### 作業の指示
次の資料のすべての行を、一字も変えずにそのまま書き写してください。

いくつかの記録
§

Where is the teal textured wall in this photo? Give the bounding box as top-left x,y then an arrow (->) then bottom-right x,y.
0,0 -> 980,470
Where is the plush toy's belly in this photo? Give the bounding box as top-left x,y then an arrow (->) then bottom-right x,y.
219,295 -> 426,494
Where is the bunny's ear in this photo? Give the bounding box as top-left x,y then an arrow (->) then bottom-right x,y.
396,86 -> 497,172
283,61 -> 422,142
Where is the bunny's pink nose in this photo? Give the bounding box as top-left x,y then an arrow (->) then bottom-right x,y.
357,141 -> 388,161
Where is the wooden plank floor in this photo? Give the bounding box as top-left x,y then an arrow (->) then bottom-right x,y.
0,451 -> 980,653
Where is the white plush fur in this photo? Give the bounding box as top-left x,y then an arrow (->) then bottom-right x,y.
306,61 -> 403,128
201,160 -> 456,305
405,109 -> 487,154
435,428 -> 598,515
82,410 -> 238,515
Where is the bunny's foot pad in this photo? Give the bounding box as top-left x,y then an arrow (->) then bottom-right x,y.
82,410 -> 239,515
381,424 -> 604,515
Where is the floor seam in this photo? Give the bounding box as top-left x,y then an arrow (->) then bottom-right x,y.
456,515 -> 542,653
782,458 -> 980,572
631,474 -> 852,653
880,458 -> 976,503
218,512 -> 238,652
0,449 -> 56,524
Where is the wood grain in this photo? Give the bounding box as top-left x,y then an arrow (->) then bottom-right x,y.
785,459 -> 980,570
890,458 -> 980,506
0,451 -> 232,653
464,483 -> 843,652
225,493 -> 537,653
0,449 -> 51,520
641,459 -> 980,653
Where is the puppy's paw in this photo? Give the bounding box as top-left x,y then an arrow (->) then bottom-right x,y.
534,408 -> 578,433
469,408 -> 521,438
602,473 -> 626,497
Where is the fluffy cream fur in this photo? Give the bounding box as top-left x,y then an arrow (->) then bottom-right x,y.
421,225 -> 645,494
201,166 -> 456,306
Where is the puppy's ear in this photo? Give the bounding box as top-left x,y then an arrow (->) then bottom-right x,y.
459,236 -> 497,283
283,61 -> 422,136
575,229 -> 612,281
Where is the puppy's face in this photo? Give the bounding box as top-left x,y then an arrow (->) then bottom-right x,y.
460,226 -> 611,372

§

### 問題の解答
Where is the teal textured wall in this photo? Give the bounding box as top-left x,y then an arrow (->) then bottom-right x,y.
0,0 -> 980,470
Where is the plush toy's belly in this photo? Give the bounding box as top-left x,y then an arrow (->) then bottom-right x,y.
219,295 -> 426,494
Where is the bunny's ear in this photo? Give the bounding box as top-left x,y then an arrow (->) then bottom-right x,y.
396,86 -> 497,172
283,61 -> 422,142
Where is the bunny's pink nose in this photo? Give the bounding box as top-left x,y then an arrow (->) then bottom-right x,y.
357,141 -> 388,161
Where is the wooden plank floor in this photo? Give the bounding box as top-left x,y then an arrow (->) then bottom-right x,y.
0,451 -> 980,653
Where is the white plush fur in this photo? Give the bounding box as top-left x,y then an arrow (->) then bottom-right x,y.
306,61 -> 403,128
201,160 -> 456,305
405,109 -> 487,154
435,428 -> 598,515
82,410 -> 238,515
Where is the bunny's foot pad in this photo? Give the bounding box as top-left x,y then an arrow (->) then bottom-right x,y.
82,410 -> 239,515
381,424 -> 604,515
Where is the floor seam in this photo? Give the bounding box as top-left x,y then an arrow (->) then bottom-right x,y.
456,515 -> 542,653
782,458 -> 980,572
631,474 -> 852,653
880,458 -> 976,503
218,512 -> 238,652
0,449 -> 56,524
Where is the wood grain in this photo? Give the bounding box as top-left x,y then an arrow (->) then bottom-right x,y.
785,459 -> 980,570
890,458 -> 980,506
0,451 -> 232,653
464,483 -> 843,652
225,493 -> 537,653
0,449 -> 51,520
641,459 -> 980,653
Where is the puppy's paw in this photo? Give the bounding box as top-left x,y then an arrow (->) then bottom-right x,y.
534,408 -> 578,433
469,408 -> 521,438
602,473 -> 626,497
Where is the fluffy cream fur in this photo? Give the bounding box as top-left x,y then an arrow (->) then bottom-right x,y.
421,225 -> 645,494
201,166 -> 456,306
Where is the puppy's ear in this photo? Give the bounding box as top-left x,y then an arrow (->) then bottom-right x,y.
459,236 -> 497,283
283,61 -> 422,136
575,229 -> 612,281
Where is the puppy's face in this photo? Give the bounding box as top-left x,y then an arrow (->) then bottom-right x,y.
460,226 -> 611,372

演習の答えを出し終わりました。